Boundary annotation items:
━━━━
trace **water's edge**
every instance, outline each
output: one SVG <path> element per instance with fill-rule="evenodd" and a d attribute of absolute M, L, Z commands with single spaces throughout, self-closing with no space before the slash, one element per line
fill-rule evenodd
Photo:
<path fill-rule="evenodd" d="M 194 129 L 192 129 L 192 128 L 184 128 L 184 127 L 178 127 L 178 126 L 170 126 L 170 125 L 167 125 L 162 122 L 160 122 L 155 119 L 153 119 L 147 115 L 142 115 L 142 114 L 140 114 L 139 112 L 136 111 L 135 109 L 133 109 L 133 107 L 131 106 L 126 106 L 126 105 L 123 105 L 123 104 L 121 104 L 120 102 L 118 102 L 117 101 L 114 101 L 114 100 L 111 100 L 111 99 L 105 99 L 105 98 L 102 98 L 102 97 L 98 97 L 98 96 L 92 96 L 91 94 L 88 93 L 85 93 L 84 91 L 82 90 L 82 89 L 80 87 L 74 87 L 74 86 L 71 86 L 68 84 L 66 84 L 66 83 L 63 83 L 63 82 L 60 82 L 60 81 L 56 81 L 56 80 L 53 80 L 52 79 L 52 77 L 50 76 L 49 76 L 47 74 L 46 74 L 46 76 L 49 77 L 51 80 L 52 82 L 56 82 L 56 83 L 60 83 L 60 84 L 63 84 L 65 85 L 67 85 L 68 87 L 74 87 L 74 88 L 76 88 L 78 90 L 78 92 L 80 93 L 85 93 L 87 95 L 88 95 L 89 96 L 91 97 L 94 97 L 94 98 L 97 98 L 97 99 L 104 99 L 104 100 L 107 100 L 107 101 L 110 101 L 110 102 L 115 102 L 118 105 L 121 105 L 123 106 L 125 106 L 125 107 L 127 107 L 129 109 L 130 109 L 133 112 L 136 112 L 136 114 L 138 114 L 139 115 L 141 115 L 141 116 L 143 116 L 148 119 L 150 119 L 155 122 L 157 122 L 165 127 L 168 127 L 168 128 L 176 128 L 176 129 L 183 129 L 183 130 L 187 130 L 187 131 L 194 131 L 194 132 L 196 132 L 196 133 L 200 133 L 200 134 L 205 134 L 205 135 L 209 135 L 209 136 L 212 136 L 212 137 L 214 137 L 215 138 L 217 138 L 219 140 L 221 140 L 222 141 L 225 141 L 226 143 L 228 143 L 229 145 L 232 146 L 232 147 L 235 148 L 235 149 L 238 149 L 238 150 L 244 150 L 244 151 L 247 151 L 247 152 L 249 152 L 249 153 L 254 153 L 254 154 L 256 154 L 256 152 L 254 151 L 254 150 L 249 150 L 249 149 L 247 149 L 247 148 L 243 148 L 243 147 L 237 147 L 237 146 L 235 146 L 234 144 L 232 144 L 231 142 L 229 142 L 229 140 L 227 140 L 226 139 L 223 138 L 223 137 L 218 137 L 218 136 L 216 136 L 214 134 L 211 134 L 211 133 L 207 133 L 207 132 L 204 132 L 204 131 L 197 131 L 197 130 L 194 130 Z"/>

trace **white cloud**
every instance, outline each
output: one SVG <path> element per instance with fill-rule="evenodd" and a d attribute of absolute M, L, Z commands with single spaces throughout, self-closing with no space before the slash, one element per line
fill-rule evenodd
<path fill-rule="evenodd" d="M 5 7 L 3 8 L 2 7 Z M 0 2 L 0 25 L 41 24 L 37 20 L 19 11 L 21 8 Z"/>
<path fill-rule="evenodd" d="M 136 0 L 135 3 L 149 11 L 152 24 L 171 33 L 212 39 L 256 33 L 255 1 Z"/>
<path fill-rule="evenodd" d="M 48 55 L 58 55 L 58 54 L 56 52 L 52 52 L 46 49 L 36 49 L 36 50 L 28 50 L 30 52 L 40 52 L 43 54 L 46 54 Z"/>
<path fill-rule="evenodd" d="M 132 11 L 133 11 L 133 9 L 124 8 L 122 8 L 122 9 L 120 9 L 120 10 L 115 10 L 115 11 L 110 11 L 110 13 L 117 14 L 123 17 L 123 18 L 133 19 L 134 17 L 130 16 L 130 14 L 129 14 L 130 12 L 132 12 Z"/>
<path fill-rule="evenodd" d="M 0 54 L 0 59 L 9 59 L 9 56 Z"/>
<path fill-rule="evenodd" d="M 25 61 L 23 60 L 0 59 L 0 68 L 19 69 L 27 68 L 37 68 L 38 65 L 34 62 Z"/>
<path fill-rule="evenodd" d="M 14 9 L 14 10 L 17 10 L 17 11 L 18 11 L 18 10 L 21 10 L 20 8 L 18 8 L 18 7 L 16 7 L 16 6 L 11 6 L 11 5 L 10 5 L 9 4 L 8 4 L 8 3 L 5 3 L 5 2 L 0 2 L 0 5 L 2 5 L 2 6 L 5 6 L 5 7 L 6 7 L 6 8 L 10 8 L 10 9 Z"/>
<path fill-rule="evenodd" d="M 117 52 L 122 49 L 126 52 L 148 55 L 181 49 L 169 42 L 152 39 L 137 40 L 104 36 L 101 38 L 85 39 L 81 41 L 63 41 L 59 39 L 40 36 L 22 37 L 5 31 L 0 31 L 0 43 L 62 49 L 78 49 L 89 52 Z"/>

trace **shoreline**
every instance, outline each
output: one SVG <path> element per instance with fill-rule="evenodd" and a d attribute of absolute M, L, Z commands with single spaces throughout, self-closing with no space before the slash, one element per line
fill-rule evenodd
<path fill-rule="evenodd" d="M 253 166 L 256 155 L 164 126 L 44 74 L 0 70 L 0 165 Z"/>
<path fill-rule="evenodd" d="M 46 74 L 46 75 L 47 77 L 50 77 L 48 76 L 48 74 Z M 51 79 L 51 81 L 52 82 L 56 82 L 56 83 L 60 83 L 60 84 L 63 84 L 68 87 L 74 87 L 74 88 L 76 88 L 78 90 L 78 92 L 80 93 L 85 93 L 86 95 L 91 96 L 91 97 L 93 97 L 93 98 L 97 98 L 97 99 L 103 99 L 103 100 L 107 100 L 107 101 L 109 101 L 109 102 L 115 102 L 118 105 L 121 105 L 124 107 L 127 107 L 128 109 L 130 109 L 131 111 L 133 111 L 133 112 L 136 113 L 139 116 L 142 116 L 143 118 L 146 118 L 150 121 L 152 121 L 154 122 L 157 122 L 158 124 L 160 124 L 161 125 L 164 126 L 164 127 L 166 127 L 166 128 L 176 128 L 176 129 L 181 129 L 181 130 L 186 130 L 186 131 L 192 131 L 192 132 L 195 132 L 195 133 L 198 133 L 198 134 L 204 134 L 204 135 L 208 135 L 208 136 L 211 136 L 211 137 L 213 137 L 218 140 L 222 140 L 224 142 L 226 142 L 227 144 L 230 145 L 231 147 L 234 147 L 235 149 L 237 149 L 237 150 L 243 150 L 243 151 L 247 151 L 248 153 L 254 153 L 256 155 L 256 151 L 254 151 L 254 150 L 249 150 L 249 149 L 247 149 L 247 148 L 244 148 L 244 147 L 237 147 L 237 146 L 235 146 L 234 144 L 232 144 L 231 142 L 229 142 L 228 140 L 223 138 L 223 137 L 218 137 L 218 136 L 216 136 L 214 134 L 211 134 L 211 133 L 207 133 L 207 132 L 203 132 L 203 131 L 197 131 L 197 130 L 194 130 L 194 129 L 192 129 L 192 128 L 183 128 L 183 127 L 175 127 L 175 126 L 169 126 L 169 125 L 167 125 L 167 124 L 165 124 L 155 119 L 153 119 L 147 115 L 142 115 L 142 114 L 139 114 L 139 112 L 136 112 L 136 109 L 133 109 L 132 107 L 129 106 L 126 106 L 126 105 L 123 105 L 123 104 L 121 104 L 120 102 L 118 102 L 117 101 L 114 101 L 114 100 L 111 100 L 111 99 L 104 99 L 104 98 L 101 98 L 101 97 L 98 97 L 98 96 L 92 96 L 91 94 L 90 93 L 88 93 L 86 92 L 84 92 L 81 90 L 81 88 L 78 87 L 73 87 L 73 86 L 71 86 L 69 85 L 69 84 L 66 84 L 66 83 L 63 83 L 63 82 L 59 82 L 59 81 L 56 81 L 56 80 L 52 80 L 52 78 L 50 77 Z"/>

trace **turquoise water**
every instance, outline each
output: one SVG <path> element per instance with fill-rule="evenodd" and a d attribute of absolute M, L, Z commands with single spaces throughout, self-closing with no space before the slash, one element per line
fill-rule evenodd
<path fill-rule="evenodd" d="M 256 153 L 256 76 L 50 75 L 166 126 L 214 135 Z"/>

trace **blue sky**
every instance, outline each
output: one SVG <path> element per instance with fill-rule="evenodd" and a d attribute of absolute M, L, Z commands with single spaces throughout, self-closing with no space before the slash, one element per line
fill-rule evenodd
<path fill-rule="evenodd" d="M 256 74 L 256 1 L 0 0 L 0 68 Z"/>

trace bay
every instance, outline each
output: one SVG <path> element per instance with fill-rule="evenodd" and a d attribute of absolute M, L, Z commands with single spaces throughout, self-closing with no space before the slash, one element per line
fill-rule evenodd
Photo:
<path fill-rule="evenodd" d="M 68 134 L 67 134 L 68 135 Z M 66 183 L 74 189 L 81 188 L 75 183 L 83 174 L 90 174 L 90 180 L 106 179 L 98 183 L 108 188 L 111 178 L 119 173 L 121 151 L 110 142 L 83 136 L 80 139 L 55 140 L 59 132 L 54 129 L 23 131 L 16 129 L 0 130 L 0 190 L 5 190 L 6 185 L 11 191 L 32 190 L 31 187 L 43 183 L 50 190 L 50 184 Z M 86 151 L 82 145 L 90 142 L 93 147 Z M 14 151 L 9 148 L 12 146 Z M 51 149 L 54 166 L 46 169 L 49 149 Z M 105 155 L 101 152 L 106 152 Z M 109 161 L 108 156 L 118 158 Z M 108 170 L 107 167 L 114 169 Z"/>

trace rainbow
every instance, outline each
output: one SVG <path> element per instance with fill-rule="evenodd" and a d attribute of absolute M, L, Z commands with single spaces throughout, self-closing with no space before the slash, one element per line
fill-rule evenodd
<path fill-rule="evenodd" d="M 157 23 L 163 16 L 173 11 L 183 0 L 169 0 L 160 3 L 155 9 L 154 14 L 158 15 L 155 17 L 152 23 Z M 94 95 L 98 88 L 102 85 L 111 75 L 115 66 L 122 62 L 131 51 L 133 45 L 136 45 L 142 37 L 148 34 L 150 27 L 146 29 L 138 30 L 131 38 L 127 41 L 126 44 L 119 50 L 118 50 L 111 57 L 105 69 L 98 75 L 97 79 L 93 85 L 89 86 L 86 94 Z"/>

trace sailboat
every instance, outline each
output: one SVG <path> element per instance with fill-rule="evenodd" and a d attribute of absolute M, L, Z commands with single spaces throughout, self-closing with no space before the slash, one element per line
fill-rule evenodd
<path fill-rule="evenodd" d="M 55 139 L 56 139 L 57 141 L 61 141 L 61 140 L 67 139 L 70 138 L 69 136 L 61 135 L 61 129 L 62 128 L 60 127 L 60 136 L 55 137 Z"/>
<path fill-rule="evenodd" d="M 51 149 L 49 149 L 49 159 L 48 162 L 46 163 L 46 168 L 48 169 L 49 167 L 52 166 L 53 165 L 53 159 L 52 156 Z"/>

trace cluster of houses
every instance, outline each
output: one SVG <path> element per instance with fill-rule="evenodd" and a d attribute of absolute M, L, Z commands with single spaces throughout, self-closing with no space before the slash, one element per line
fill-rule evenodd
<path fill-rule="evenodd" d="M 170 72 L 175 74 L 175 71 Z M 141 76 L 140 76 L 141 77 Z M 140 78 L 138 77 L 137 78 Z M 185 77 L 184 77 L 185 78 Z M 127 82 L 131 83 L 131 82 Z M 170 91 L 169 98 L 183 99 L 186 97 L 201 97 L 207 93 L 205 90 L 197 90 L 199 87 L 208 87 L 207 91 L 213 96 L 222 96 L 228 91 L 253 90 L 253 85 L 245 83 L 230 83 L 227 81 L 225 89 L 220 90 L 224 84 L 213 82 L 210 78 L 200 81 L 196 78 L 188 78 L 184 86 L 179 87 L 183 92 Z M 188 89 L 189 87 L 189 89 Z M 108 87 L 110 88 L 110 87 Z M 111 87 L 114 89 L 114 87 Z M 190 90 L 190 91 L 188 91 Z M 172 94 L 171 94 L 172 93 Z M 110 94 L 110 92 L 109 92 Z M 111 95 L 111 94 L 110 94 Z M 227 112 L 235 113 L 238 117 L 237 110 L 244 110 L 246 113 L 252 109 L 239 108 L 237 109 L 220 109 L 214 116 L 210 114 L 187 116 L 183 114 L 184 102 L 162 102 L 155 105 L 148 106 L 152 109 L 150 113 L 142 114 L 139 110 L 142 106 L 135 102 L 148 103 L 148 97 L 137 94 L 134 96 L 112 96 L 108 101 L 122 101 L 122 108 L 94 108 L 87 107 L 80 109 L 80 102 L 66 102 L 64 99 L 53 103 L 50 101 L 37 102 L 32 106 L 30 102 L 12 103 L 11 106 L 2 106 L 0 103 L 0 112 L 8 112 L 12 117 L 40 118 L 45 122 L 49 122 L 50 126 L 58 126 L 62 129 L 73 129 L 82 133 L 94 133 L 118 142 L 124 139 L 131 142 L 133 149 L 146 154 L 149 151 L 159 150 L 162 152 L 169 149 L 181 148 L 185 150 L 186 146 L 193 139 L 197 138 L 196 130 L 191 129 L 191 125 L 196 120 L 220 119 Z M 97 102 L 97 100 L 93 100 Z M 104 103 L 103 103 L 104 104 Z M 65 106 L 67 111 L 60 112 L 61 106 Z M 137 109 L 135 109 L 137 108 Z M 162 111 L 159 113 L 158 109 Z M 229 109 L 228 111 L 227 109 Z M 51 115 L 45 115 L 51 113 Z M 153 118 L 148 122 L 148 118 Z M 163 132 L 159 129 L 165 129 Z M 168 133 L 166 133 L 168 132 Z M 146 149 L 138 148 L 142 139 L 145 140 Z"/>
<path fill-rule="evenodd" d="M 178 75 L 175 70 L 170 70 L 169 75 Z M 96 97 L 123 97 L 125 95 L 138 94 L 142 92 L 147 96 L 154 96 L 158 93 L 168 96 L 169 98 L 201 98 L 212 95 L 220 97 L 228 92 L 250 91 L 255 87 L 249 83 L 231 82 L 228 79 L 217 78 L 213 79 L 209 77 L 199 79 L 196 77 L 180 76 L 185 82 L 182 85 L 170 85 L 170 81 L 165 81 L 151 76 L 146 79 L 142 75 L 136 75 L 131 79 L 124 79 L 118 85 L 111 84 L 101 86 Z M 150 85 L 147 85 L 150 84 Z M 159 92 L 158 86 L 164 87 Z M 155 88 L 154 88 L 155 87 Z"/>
━━━━
> [WHAT THE TASK REQUIRES] Reproduce only the items from the line containing "trace **blue sky**" up to and including the line containing "256 74 L 256", switching "blue sky" to "open sky" and leaving everything else unchanged.

> [FULL RESPONSE]
trace **open sky**
every instance, outline each
output: one SVG <path> element per instance with fill-rule="evenodd" and a d attribute of absolute M, L, Z commands with single spaces throughout, self-closing with no space before the slash, one element per line
fill-rule evenodd
<path fill-rule="evenodd" d="M 256 74 L 256 1 L 0 0 L 0 68 Z"/>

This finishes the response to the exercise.